▸ **SOURCE**
How do you optimize SQL queries for better performance?

Answer

SQL query optimization involves analyzing and improving query performance through various techniques including proper indexing, query structure optimization, execution plan analysis, and database design improvements.

1. Understanding Execution Plans

Analyzing Query Execution

-- View execution plan (varies by database)
-- PostgreSQL
EXPLAIN ANALYZE SELECT * FROM orders WHERE customer_id = 123;

-- SQL Server
SET STATISTICS IO ON;
SELECT * FROM orders WHERE customer_id = 123;

-- MySQL
EXPLAIN FORMAT=JSON SELECT * FROM orders WHERE customer_id = 123;

Key Metrics to Monitor

  • Execution time
  • Rows examined vs rows returned
  • Index usage
  • Join algorithms
  • Sort operations
  • I/O operations

2. Indexing Strategies

Single Column Indexes

-- Create index on frequently queried columns
CREATE INDEX idx_orders_customer_id ON orders(customer_id);
CREATE INDEX idx_orders_order_date ON orders(order_date);

-- Query that benefits from index
SELECT * FROM orders WHERE customer_id = 123;  -- Uses idx_orders_customer_id

Composite Indexes

-- Multi-column index for complex queries
CREATE INDEX idx_orders_customer_date ON orders(customer_id, order_date);

-- Optimal query for composite index
SELECT * FROM orders 
WHERE customer_id = 123 AND order_date >= '2024-01-01';

-- Suboptimal - doesn't use index efficiently
SELECT * FROM orders WHERE order_date >= '2024-01-01';  -- Missing leading column

Covering Indexes

-- Include frequently selected columns in index
CREATE INDEX idx_orders_covering ON orders(customer_id, order_date) 
INCLUDE (order_total, status);

-- Query satisfied entirely by index (no table lookup needed)
SELECT order_date, order_total, status 
FROM orders 
WHERE customer_id = 123;

Partial Indexes

-- Index only relevant subset of data
CREATE INDEX idx_orders_active ON orders(customer_id)

▸ **SUPPLIED INFORMATION**
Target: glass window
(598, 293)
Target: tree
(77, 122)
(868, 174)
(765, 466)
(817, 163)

▸ **TO DO**
a - According to the SQL optimization page, which command views an execution plan in PostgreSQL?
b - Translate this sentence from the SQL optimization page into Spanish: "SQL query optimization involves analyzing and improving query performance through various techniques including proper indexing, query structure optimization, execution plan analysis, and database design improvements."
c - Rewrite everything from "-- Suboptimal - doesn't" down to "table lookup needed)" in the SQL optimization page, putting "first column" in place of "leading column".

▸ **RESPONSES PER TASK**
a - EXPLAIN ANALYZE

b - La optimización de consultas SQL implica analizar y mejorar el rendimiento de las consultas mediante diversas técnicas, entre ellas la indexación adecuada, la optimización de la estructura de las consultas, el análisis de planes de ejecución y las mejoras en el diseño de la base de datos.

c -
-- Suboptimal - doesn't use index efficiently
SELECT * FROM orders WHERE order_date >= '2024-01-01';  -- Missing first column

Covering Indexes

-- Include frequently selected columns in index
CREATE INDEX idx_orders_covering ON orders(customer_id, order_date) 
INCLUDE (order_total, status);

-- Query satisfied entirely by index (no table lookup needed)